The response should repeat word for word every line below from the one with "Given the photograph below" to the one with "like point(188, 29).", inclusive, and nothing else; leave pictures out.

(Source data)
-- Opening Marker --
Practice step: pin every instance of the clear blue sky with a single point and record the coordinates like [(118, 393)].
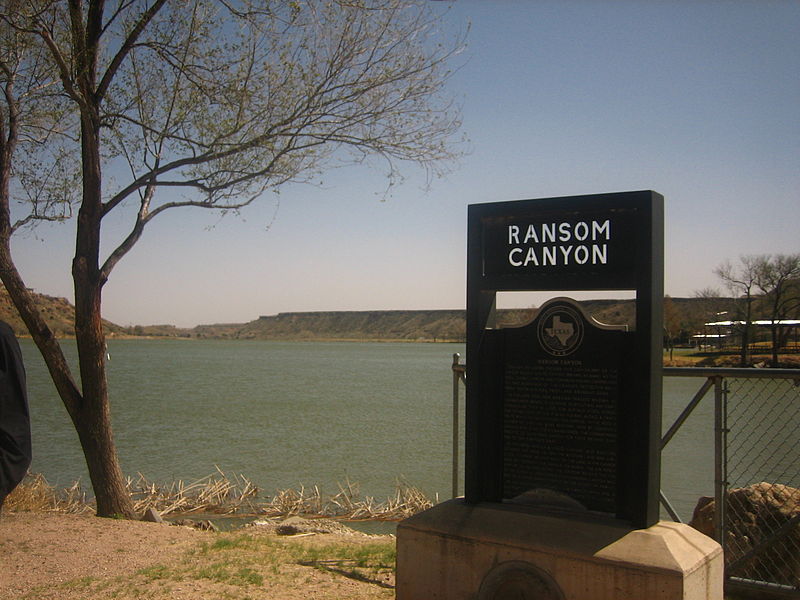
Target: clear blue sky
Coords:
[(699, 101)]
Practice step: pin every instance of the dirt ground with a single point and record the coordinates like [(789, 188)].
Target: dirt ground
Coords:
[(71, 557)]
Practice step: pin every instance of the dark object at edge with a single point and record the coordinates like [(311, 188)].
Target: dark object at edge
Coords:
-- Closing Marker --
-- Opening Marker --
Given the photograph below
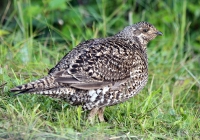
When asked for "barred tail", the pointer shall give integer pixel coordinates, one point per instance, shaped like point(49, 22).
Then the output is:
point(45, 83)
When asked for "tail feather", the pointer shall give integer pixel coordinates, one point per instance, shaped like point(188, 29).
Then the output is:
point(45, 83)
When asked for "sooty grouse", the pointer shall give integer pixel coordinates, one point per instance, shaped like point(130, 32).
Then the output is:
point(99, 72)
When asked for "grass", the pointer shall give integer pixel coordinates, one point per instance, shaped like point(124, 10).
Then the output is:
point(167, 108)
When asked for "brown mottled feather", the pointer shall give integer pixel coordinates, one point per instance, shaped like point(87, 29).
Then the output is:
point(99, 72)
-- Closing Marker --
> The completed task:
Given the photograph below
When asked for "barred tail", the pointer shall give integer pixel coordinates, one point per instance, shaped like point(49, 22).
Then the output is:
point(45, 83)
When asked for "tail feather", the pointer shall give integer pixel coordinates, one point per instance, shaped like point(188, 29).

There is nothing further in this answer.